• DOCUMENT EXCERPT:
Here’s why. Last night, I went out with two people whom I can now legitimately call new friends, and did what I currently consider to be among my favourite things to do in London….not because they are particularly exceptional in any way (the things, not the people), but because they are just places near my flat that I like to go.
The reason this is significant to me is that most of the time, I feel like I’m still a tourist—out with people who (bless them) want to show me new places and take me to new neighbourhoods. So last night, when I just casually made plans locally with a couple of friends, I actually felt, for the first time, like your average 30-year-old opting for a casual night out in her city of choice. And I don’t know, it somehow feels like progress (and like someone is driving an anvil into my forehead).
It started with the bus, which Megdon (London Megan, not to be confused with Baltimore Meghann, who turns 30 today...woo hoo!) and I like to take from Tottenham Court Road to Clerkenwell because it’s located in between our respective workplaces. It’s convenient, relatively quick, and it avoids the delightful underground sweating associated with the tube in the summer.

• Coordinate annotation entries:
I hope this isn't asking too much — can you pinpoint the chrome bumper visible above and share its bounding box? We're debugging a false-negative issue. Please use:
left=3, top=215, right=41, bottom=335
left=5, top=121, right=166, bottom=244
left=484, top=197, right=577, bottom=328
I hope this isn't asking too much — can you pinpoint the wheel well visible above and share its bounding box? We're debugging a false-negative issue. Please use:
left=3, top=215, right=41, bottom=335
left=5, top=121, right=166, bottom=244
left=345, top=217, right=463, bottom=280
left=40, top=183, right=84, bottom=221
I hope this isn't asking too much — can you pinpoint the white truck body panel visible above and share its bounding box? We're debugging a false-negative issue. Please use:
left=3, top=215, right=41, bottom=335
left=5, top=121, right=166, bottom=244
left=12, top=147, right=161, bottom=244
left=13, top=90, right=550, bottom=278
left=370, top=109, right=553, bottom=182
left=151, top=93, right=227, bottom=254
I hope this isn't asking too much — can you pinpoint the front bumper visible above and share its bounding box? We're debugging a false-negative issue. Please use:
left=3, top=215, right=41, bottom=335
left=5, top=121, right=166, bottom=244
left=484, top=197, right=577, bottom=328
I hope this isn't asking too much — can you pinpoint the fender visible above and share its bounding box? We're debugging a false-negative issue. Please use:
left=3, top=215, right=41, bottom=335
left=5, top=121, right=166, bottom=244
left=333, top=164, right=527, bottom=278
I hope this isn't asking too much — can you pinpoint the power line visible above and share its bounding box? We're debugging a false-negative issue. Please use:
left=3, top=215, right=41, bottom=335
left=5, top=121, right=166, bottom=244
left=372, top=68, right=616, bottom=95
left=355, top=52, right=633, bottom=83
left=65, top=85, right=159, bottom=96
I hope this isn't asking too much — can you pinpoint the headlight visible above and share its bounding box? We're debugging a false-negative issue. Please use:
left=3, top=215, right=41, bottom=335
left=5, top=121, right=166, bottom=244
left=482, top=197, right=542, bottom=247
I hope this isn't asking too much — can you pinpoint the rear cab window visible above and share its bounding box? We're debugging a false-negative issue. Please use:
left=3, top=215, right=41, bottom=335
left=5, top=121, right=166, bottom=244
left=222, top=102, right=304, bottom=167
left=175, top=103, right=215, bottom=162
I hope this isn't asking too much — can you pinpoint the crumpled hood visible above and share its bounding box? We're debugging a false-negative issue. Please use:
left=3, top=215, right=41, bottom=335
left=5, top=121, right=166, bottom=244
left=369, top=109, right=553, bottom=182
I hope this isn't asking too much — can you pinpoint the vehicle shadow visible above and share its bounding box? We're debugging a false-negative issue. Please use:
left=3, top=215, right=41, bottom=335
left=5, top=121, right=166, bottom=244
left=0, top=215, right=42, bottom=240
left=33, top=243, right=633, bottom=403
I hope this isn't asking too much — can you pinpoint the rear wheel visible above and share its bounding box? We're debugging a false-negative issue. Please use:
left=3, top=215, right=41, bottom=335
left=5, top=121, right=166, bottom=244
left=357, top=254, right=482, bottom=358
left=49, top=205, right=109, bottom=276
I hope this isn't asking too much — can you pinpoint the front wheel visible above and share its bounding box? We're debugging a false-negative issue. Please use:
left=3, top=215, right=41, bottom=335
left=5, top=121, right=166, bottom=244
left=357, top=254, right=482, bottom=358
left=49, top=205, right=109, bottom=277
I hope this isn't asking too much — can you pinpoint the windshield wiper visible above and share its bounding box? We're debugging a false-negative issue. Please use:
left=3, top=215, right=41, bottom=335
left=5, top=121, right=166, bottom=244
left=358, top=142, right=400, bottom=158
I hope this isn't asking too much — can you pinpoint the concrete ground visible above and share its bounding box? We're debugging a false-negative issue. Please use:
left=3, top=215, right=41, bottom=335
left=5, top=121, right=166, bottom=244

• TASK LIST:
• 1. Copy the London night-out post word for word, from "The reason this" to "into my forehead).".
• 2. Resume the London night-out post, picking up right after its final sentence.
These records were taken from a separate source.

• TASK-BY-TASK RESULTS:
• 1.
The reason this is significant to me is that most of the time, I feel like I’m still a tourist—out with people who (bless them) want to show me new places and take me to new neighbourhoods. So last night, when I just casually made plans locally with a couple of friends, I actually felt, for the first time, like your average 30-year-old opting for a casual night out in her city of choice. And I don’t know, it somehow feels like progress (and like someone is driving an anvil into my forehead).

• 2.
Taking the bus in general is an achievement for me since I’m not even sure I ever took it in Chicago when I lived there. At first I was a little confused by the process (I actually called Megdon mid-ride once to ask her where the signal buttons are…as if I needed more of a “HELLO! I AM AN AMERICAN!” advertisement to my fellow passengers than whatever signals I’m currently giving off).
Anyway, the bus was packed so we ended up standing at the very front, up by the driver. This struck us as funny because we were standing on the left side on this double decker bus up against the windshield and sort of felt like we were driving (you had to be there).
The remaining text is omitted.